▸ **SET TASK**
Copy out the forum thread below about installing Ubuntu on a computer with no working operating system, word for word and in full.

▸ **EXCERPT PROVIDED**
# how to install ubuntu without any other OS?



## disturbed803 (Dec 20, 2008)

Recently my windows vista OS files got corrupted (no i dont have a spare windows CD etc and I am curious about linux anyways) it wont even start in safe mode etc it is basically unusable. So what I was wondering is how I could install ubuntu off a cd (or other methods) without using windows. I have tried changing the boot priority but it wont open the install prompt. is it mabye the CDs I bought or is it not possible? cheers.


----------



## etaf (Oct 2, 2003)

in the bios you change the boot order to boot from CD 1st and then if the CD is a bootable CD it should run ubuntu - if it wont boot a CD perhaps theres a hardware issue

*UBUNTU*
It may be possible to boot from another Operating System
This will at least test the Hardware and also see if you can see the Harddrive and possibly get data off.

If you have another PC with a cdwriter and spare CD
goto http://www.ubuntu.com/ and download the ISO http://www.ubuntu.com/desktop/get-ubuntu/download

YOu can also run from a USB device now - if the Machine supports booting off a USB Stick
http://www.ubuntu.com/desktop/get-ubuntu/download

full details are here http://www.howtogeek.com/howto/wind...backup-files-from-your-dead-windows-computer/

click on the image "download ubuntu"
Select a location
then begin download
Save the file onto your PC - remember where you saved it - so you can find it again to create the image bootable CD.

▸ **LISTED ENTRIES**
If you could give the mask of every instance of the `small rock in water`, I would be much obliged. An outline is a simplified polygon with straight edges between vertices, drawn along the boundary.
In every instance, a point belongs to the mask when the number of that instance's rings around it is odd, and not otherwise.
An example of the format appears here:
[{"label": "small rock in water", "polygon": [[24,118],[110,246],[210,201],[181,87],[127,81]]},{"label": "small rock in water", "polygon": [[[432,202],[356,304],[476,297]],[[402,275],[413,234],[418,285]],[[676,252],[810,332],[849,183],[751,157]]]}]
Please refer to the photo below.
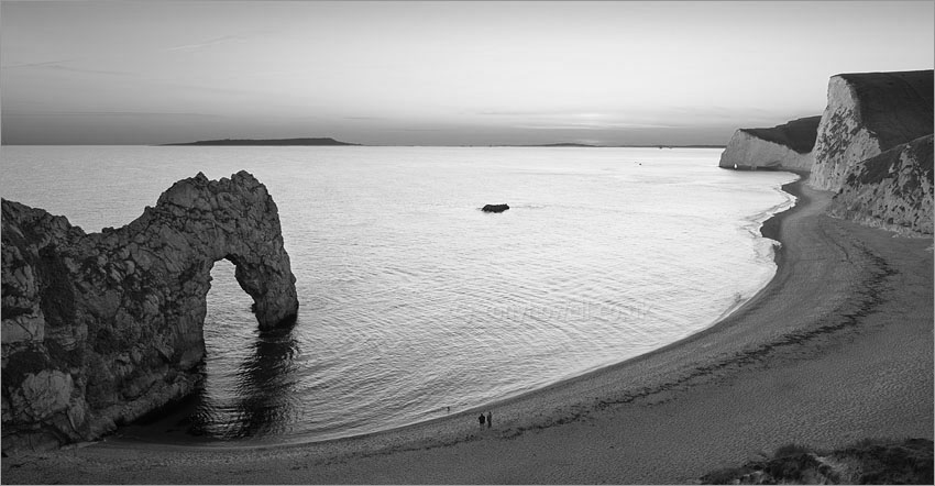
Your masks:
[{"label": "small rock in water", "polygon": [[507,205],[486,205],[481,209],[481,211],[484,211],[484,212],[504,212],[507,209],[509,209],[509,206],[507,206]]}]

▸ **WRITTEN RESPONSE**
# how to install ubuntu without any other OS?



## disturbed803 (Dec 20, 2008)

Recently my windows vista OS files got corrupted (no i dont have a spare windows CD etc and I am curious about linux anyways) it wont even start in safe mode etc it is basically unusable. So what I was wondering is how I could install ubuntu off a cd (or other methods) without using windows. I have tried changing the boot priority but it wont open the install prompt. is it mabye the CDs I bought or is it not possible? cheers.


----------



## etaf (Oct 2, 2003)

in the bios you change the boot order to boot from CD 1st and then if the CD is a bootable CD it should run ubuntu - if it wont boot a CD perhaps theres a hardware issue

*UBUNTU*
It may be possible to boot from another Operating System
This will at least test the Hardware and also see if you can see the Harddrive and possibly get data off.

If you have another PC with a cdwriter and spare CD
goto http://www.ubuntu.com/ and download the ISO http://www.ubuntu.com/desktop/get-ubuntu/download

YOu can also run from a USB device now - if the Machine supports booting off a USB Stick
http://www.ubuntu.com/desktop/get-ubuntu/download

full details are here http://www.howtogeek.com/howto/wind...backup-files-from-your-dead-windows-computer/

click on the image "download ubuntu"
Select a location
then begin download
Save the file onto your PC - remember where you saved it - so you can find it again to create the image bootable CD.